● QUOTED PASSAGE:
----------
Project

ORISON overall project aims at boosting several fields of astronomy with the improvement of scientific instrumentation. The current action is addressed to carry out feasibility and design studies of an astronomically-oriented research infrastructure based on a balloon facility. This infrastructure can deploy one or several small-to-medium-sized telescopes and a suite of other scientific instruments as light payloads to do state of the art research at acceptable costs, and not necessarily from remote locations. Part of the goals of the proyect is to define which system will be the best to give service to the biggest group of astronomers.

Astronomical observations (and astronomical experiments) on Earth are severely affected by the Earth’s atmosphere^[1]. There are many problems associated with the limitations that Earth’s atmosphere imposes. To name a few, atmospheric turbulence dramatically degrades the image quality that telescopes can deliver, atmospheric absorption completely blocks the radiation at certain wavelengths, the scattering and emissions by the atmosphere cause enormous background noise, and bad weather prevents observations. These and other problems are discussed at length in Background section. The major limitations are in observations carried out through the use of telescopes at different parts of the electromagnetic spectrum, including the visible range.
Yet in astronomy we try to observe not only in the electromagnetic spectrum. We also try to detect cosmic rays, all sorts of elementary particles and we even measure perturbations in the magnetic fields because from those data one can derive plenty of valuable information on astrophysical processes. We also try to observe and study particulates and bodies that collide with the Earth, as they carry important information on our closest astrophysical environment. Most of the astronomers usually refer to this second group of activities as “experiments” rather than observations, but they are actually observations because we cannot control the experiment and we are thus mere witnesses.

The usual solution to overcome almost all the problems stated above is the development of specific space missions, such as the Hubble Space Telescope, whose costs are immense and whose availability is highly restricted. Space missions, besides the immense costs involved, are usually very risky and are subject to irrecoverable failures. Besides, they take very long to implement and launch, they usually suffer delays and by the time they are launched part of their instrumentation is already nearly obsolete.
----------
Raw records
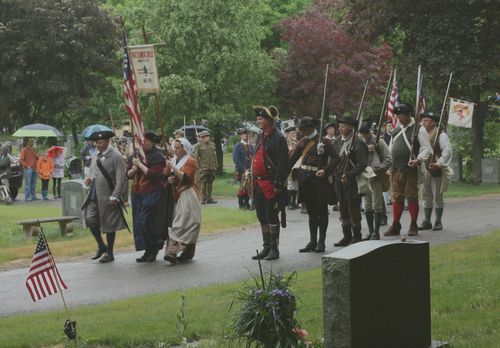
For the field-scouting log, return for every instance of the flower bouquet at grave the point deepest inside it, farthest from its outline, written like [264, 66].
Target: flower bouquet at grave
[266, 316]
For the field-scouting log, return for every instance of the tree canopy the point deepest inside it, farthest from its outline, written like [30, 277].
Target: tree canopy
[54, 55]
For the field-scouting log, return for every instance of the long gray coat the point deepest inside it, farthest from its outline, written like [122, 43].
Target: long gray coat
[102, 213]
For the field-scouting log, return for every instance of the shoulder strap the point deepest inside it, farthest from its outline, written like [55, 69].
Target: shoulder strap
[105, 174]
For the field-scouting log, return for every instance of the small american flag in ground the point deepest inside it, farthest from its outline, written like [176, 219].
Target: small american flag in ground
[43, 274]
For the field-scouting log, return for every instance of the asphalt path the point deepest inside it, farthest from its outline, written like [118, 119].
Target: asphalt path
[221, 258]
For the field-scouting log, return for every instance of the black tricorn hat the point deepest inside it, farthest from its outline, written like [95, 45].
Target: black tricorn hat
[432, 115]
[346, 119]
[403, 109]
[101, 135]
[365, 127]
[307, 122]
[328, 125]
[152, 137]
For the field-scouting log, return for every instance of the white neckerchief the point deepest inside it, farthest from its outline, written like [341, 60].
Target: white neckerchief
[403, 133]
[179, 164]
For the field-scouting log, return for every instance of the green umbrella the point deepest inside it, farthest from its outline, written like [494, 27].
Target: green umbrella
[37, 130]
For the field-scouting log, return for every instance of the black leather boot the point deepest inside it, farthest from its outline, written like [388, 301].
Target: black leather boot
[266, 246]
[346, 231]
[356, 234]
[313, 235]
[323, 226]
[369, 223]
[274, 239]
[376, 229]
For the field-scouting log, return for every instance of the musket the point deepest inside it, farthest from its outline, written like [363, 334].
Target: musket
[416, 129]
[323, 105]
[382, 112]
[436, 141]
[359, 119]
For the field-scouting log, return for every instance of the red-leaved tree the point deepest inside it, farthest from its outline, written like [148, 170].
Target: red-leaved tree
[316, 40]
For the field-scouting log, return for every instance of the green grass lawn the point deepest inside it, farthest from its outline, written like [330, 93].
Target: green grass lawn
[465, 278]
[13, 245]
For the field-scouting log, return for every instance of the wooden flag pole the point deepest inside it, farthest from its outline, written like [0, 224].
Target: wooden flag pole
[157, 104]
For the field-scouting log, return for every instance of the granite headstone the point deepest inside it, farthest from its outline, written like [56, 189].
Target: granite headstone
[377, 294]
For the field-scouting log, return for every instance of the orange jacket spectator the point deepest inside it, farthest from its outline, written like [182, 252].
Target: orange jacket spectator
[45, 167]
[28, 157]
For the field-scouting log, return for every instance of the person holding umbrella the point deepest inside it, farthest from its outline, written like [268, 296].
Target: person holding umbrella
[29, 159]
[56, 153]
[103, 206]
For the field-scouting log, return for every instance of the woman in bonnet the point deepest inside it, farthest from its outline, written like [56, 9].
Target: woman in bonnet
[181, 172]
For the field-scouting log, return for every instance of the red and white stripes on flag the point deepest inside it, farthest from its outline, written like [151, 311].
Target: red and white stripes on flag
[43, 278]
[130, 95]
[393, 103]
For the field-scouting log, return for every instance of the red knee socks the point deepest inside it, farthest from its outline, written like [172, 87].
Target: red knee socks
[397, 211]
[413, 209]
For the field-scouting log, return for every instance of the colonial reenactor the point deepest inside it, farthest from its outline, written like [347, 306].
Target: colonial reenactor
[292, 182]
[269, 170]
[436, 178]
[379, 159]
[312, 174]
[149, 199]
[204, 153]
[331, 133]
[179, 133]
[404, 168]
[242, 157]
[104, 204]
[352, 163]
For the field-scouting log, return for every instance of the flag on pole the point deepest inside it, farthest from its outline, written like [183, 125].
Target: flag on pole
[43, 278]
[130, 94]
[393, 103]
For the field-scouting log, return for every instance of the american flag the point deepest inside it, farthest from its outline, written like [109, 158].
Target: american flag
[130, 95]
[393, 103]
[43, 277]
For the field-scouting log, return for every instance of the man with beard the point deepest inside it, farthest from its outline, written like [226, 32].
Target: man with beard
[149, 199]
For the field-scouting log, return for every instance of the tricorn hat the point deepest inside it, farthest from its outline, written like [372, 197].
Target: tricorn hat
[432, 115]
[403, 109]
[270, 112]
[152, 137]
[365, 127]
[346, 119]
[204, 133]
[307, 122]
[101, 135]
[328, 125]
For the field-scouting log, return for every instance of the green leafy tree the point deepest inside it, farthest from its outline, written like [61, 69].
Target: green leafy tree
[443, 36]
[54, 57]
[211, 66]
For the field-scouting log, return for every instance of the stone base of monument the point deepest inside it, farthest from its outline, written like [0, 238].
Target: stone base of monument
[377, 294]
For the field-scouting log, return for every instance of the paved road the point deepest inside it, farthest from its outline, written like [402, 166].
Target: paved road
[220, 258]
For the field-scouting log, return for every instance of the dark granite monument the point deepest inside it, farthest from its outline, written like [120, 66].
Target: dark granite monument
[377, 294]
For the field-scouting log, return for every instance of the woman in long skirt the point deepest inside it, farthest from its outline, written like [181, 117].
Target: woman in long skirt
[181, 172]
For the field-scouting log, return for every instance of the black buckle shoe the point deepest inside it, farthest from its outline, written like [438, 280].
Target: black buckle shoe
[107, 258]
[99, 253]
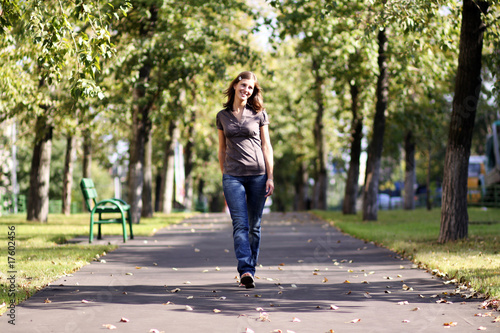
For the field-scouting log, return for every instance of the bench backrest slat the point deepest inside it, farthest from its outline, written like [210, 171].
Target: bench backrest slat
[89, 193]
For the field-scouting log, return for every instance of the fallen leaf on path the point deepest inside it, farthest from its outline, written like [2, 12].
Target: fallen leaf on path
[264, 316]
[442, 300]
[109, 326]
[450, 324]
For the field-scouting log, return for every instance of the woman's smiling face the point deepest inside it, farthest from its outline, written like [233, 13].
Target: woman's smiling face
[244, 89]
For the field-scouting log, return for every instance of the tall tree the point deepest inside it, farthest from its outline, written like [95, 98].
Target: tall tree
[141, 122]
[68, 174]
[351, 187]
[454, 216]
[370, 193]
[38, 198]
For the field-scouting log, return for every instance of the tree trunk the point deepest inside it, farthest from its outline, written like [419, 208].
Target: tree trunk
[87, 154]
[68, 175]
[38, 197]
[454, 217]
[409, 201]
[87, 159]
[351, 186]
[167, 184]
[321, 184]
[428, 200]
[147, 193]
[370, 193]
[158, 180]
[189, 154]
[140, 132]
[301, 177]
[141, 125]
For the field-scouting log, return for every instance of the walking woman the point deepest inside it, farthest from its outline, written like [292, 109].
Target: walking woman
[246, 162]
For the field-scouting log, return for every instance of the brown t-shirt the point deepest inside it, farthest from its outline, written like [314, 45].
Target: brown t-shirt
[244, 155]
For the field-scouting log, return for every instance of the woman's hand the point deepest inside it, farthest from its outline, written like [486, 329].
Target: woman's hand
[269, 187]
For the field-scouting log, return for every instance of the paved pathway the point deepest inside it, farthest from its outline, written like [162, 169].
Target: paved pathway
[312, 279]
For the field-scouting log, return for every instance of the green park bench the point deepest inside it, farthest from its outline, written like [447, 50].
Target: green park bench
[107, 206]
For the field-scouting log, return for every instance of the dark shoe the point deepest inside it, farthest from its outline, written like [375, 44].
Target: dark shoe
[247, 280]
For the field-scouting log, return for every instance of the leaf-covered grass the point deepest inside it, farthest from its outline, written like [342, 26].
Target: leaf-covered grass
[41, 253]
[414, 234]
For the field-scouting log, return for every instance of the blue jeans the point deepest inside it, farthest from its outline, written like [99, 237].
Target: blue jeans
[245, 197]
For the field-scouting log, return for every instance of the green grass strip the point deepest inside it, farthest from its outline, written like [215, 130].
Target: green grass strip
[41, 252]
[413, 234]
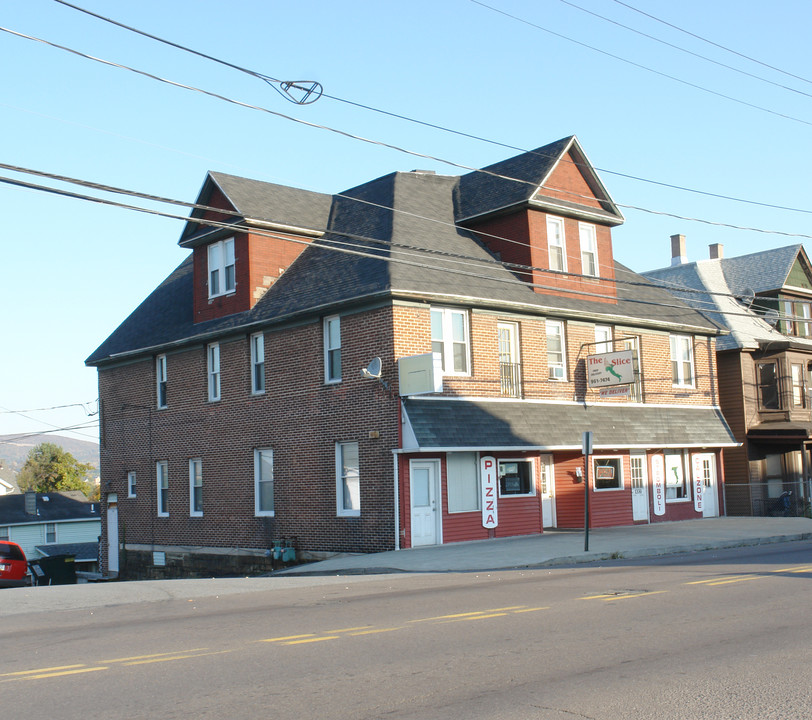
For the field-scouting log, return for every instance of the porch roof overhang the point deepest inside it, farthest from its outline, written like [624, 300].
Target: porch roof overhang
[447, 424]
[785, 431]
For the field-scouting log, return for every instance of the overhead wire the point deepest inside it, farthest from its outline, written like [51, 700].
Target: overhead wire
[424, 123]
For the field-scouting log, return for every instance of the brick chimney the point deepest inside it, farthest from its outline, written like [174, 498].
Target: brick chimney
[678, 256]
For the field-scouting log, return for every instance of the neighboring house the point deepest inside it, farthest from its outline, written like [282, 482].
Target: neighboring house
[401, 364]
[765, 368]
[51, 523]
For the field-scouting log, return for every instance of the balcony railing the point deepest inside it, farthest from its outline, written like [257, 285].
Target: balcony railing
[510, 376]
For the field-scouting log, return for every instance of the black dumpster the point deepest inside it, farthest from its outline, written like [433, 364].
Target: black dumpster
[55, 570]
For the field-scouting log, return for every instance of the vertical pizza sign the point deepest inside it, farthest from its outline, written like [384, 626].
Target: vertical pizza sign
[658, 483]
[490, 517]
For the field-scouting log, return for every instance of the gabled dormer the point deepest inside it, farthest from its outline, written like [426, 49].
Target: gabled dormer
[546, 210]
[255, 231]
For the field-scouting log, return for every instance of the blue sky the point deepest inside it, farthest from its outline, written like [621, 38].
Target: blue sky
[641, 109]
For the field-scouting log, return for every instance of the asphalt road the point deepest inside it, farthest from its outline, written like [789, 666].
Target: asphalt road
[715, 635]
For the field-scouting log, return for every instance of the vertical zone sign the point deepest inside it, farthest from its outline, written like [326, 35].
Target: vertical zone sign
[490, 480]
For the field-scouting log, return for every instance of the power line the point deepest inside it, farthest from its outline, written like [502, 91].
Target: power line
[255, 73]
[678, 47]
[711, 42]
[639, 65]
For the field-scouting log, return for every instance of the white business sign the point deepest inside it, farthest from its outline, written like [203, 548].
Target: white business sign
[658, 483]
[610, 369]
[490, 491]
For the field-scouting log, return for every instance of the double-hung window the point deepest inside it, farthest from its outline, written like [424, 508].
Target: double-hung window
[449, 338]
[348, 480]
[257, 363]
[196, 487]
[263, 482]
[555, 244]
[162, 480]
[332, 349]
[222, 277]
[213, 365]
[556, 357]
[589, 249]
[160, 376]
[682, 361]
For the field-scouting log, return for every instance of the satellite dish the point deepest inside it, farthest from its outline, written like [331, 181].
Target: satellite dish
[373, 370]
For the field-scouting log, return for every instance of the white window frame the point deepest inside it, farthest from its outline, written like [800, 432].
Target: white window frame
[213, 371]
[442, 319]
[556, 370]
[257, 342]
[259, 454]
[529, 462]
[588, 236]
[332, 349]
[195, 487]
[678, 344]
[348, 482]
[621, 480]
[222, 268]
[160, 381]
[556, 240]
[162, 487]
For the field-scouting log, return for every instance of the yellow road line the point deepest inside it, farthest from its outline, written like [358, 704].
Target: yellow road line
[312, 639]
[38, 670]
[63, 673]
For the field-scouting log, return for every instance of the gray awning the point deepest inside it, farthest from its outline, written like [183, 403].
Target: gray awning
[448, 424]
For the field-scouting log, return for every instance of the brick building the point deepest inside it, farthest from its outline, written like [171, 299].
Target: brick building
[403, 363]
[764, 300]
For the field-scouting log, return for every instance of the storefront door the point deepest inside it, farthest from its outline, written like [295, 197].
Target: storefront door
[547, 491]
[423, 476]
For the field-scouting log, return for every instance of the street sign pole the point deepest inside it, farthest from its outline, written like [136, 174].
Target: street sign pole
[586, 449]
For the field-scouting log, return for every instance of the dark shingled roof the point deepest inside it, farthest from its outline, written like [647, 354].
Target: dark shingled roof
[58, 506]
[476, 424]
[372, 253]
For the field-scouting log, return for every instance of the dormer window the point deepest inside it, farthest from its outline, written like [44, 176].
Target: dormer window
[222, 278]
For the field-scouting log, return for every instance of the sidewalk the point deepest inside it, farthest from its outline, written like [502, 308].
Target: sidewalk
[551, 548]
[561, 547]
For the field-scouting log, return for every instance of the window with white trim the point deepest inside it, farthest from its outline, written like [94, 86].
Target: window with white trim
[263, 482]
[516, 478]
[160, 376]
[589, 249]
[222, 275]
[556, 246]
[162, 481]
[348, 480]
[462, 482]
[196, 487]
[607, 473]
[213, 371]
[556, 356]
[682, 361]
[332, 349]
[449, 337]
[257, 363]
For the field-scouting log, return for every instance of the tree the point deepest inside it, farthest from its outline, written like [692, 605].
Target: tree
[51, 468]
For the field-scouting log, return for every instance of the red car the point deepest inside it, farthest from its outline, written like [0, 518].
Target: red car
[13, 565]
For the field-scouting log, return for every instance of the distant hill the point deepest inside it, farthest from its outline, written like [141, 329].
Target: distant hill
[14, 450]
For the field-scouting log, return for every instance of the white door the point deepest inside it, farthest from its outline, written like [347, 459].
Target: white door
[423, 475]
[112, 536]
[710, 494]
[547, 491]
[639, 488]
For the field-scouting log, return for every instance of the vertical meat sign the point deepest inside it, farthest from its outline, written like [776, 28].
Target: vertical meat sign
[490, 517]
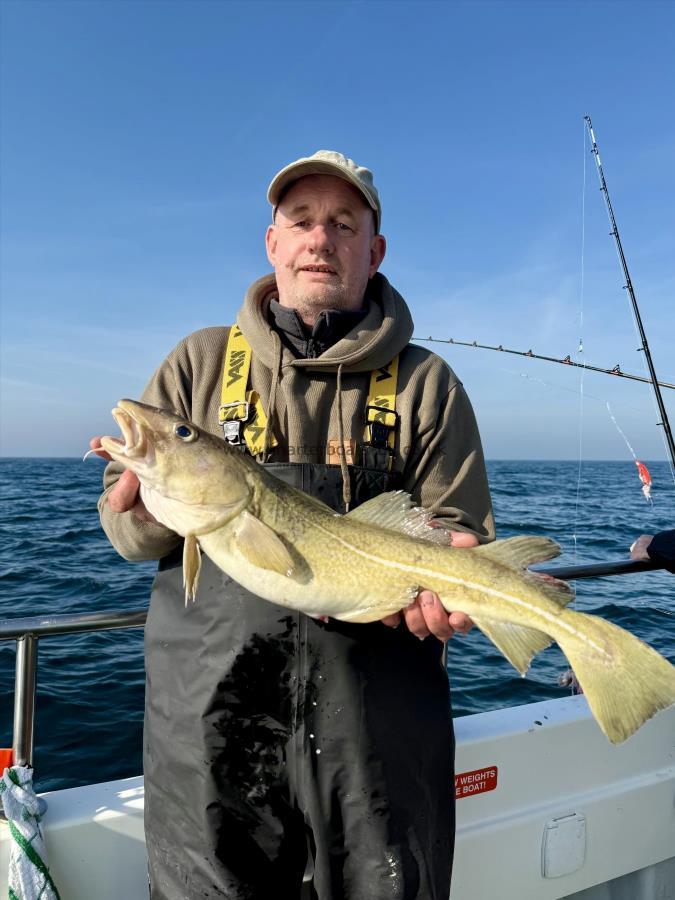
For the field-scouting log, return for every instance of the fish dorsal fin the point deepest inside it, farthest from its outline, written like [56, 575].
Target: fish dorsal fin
[518, 644]
[192, 564]
[395, 510]
[262, 546]
[520, 552]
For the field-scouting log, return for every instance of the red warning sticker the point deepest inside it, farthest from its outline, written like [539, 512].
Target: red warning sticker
[480, 781]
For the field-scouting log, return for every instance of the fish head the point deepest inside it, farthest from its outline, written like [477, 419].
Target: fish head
[175, 459]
----------
● OBJECTIVE 1:
Transcribe the ORISON project description word for word, from "Astronomical observations (and" up to and including "the visible range.".
● OBJECTIVE 2:
Write the next part of the ORISON project description, picking up after its final sentence.

● EXERCISE RESULT 1:
Astronomical observations (and astronomical experiments) on Earth are severely affected by the Earth’s atmosphere^[1]. There are many problems associated with the limitations that Earth’s atmosphere imposes. To name a few, atmospheric turbulence dramatically degrades the image quality that telescopes can deliver, atmospheric absorption completely blocks the radiation at certain wavelengths, the scattering and emissions by the atmosphere cause enormous background noise, and bad weather prevents observations. These and other problems are discussed at length in Background section. The major limitations are in observations carried out through the use of telescopes at different parts of the electromagnetic spectrum, including the visible range.

● EXERCISE RESULT 2:
Stratospheric balloon solutions have been used in the past to overcome some of the problems listed in the previous section, but most of the balloon missions were carried out with expensive balloons launched with very heavy payloads and launched from Antarctica or near the North Pole to take advantage of the special pattern of wind circulation there.

The solution proposed in ORISON is a more flexible, more specific, and of lower cost, than previous balloon experiences

Our approach is the use of small low-cost stratospheric balloons, either individually or as a fleet, equipped with light-weight medium-sized telescopes and other instruments to perform specific tasks in short-duration missions. They can carry different payloads for specific “experiments” too, and should be configurable to some degree to accommodate variable instrumentation. These balloon-based telescopes should be designed to be launched from many sites on Earth, not necessarily from remote sites such as Antarctica or near the North Pole and at low cost.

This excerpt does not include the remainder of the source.